Challenges:
1 – What did debit card fraud losses total in 2008, according to the American Bankers Association figure cited in the article on debit cards?
2 – Rewrite all the rows below, substituting "per-object" for "per-instance" wherever it occurs and leaving everything else unchanged.

Debit Cards Aid Self-Discipline, but Can Come Up Short on Fraud Protection

Article excerpt

For budget-minded holiday shoppers, debit cards seem to offer an ideal combination of convenience and self-discipline.

They're safer than cash and less cumbersome than checks. Most retailers that accept credit cards accept debit cards. And because debit cards withdraw money directly from the card holder's bank account, they offer relief from the surprise interest rates, late fees and indecipherable contract terms that have soured many consumers on credit cards.

In 2009, payment volume for debit cards exceeded that of credit cards for the first time, a trend that's expected to continue this year, according to Javelin Strategy and Research. Eighty percent of consumers own a debit card, while 78 percent own a credit card, according to the Federal Reserve. Seventy percent of consumers plan to use a debit card or cash for this year's holiday expenses, according to a survey by the National Foundation for Credit Counseling.

As increasing numbers of consumers are learning, however, there are drawbacks to debit cards. When it comes to fraud and theft, credit cards offer a distinct advantage over debit cards -- something debit card holders may not realize until they discover that money has gone missing from their bank accounts.

As the use of debit cards has risen, so have incidences of debit card fraud. Such losses from debit cards totaled an estimated $788 million in 2008, up from $662 million in 2005, according to the American Bankers Association.

In August, Erica Sandberg, 46, a journalist and credit expert who lives in San Francisco, was headed to the mall to do some back-to- school shopping for her third-grade daughter when she received a recorded phone message from Bank of America.

She was told that someone had used her debit card to buy $800 in merchandise at a Dillard's department store in Phoenix. When she contacted the bank, a representative assured Sandberg that her account would be credited for the stolen money. Still, she didn't have access to her account for five days.

Fortunately, Sandberg's husband had his own account, and she has a savings account she could have tapped if necessary. But she says the experience left her feeling frustrated and vulnerable, particularly because neither Bank of America nor Dillard's could tell her how the fraud occurred.

Data entries:
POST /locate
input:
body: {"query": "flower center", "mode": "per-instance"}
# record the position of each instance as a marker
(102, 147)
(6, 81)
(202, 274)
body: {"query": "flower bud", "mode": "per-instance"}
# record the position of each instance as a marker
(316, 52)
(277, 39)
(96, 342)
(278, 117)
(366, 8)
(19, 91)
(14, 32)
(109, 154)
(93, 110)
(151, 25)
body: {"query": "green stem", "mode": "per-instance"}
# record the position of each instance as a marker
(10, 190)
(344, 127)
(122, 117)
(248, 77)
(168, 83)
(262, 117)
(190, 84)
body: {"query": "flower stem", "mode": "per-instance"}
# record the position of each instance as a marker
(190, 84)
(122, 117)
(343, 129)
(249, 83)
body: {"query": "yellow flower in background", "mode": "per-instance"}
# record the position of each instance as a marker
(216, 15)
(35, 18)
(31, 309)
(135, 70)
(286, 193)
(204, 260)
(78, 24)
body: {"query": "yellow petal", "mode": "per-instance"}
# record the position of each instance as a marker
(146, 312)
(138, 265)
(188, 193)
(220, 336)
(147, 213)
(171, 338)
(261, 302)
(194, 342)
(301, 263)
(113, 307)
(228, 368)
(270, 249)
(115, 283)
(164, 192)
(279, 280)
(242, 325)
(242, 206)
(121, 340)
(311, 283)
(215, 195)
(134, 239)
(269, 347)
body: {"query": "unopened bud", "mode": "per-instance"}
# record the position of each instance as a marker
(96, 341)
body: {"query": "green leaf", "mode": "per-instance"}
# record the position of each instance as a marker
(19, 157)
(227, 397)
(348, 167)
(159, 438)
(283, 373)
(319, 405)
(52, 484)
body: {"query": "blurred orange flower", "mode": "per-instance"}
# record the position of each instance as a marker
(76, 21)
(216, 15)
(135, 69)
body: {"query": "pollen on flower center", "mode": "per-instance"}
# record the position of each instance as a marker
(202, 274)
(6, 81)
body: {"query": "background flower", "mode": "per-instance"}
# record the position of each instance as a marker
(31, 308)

Per-task answers:
1 – An estimated $788 million.

2 –
POST /locate
input:
body: {"query": "flower center", "mode": "per-object"}
# record the position of each instance as a marker
(102, 147)
(6, 81)
(202, 274)
body: {"query": "flower bud", "mode": "per-object"}
# record the position of each instance as a marker
(316, 52)
(277, 39)
(96, 342)
(278, 117)
(366, 8)
(19, 91)
(14, 32)
(109, 154)
(93, 110)
(151, 25)
body: {"query": "green stem", "mode": "per-object"}
# record the position of each instance as a marker
(10, 190)
(344, 127)
(122, 117)
(248, 77)
(168, 83)
(262, 117)
(190, 84)
body: {"query": "flower stem", "mode": "per-object"}
# record the position of each instance as a marker
(190, 84)
(122, 117)
(343, 129)
(249, 83)
body: {"query": "yellow flower in background", "mode": "per-object"}
# record the position of each instance as a marker
(216, 15)
(35, 18)
(31, 309)
(135, 70)
(286, 193)
(204, 260)
(78, 24)
body: {"query": "yellow petal", "mode": "per-object"}
# record the position of each instance as a marker
(146, 312)
(138, 265)
(188, 193)
(220, 336)
(147, 213)
(171, 338)
(261, 302)
(194, 342)
(301, 263)
(113, 307)
(228, 368)
(270, 249)
(115, 283)
(164, 192)
(279, 280)
(242, 325)
(242, 206)
(121, 340)
(311, 283)
(215, 195)
(134, 239)
(269, 347)
body: {"query": "unopened bud", "mode": "per-object"}
# record the position of each instance as a marker
(96, 341)
body: {"query": "green leaf", "mode": "per-object"}
# record the position of each instance as a marker
(19, 157)
(227, 397)
(348, 167)
(159, 438)
(283, 373)
(319, 405)
(52, 484)
body: {"query": "blurred orange flower", "mode": "per-object"}
# record the position of each instance as a marker
(76, 21)
(216, 15)
(135, 69)
body: {"query": "pollen on flower center", "mode": "per-object"}
# record the position of each instance as a marker
(202, 274)
(6, 81)
body: {"query": "background flower", "mode": "per-object"}
# record the position of each instance as a marker
(31, 308)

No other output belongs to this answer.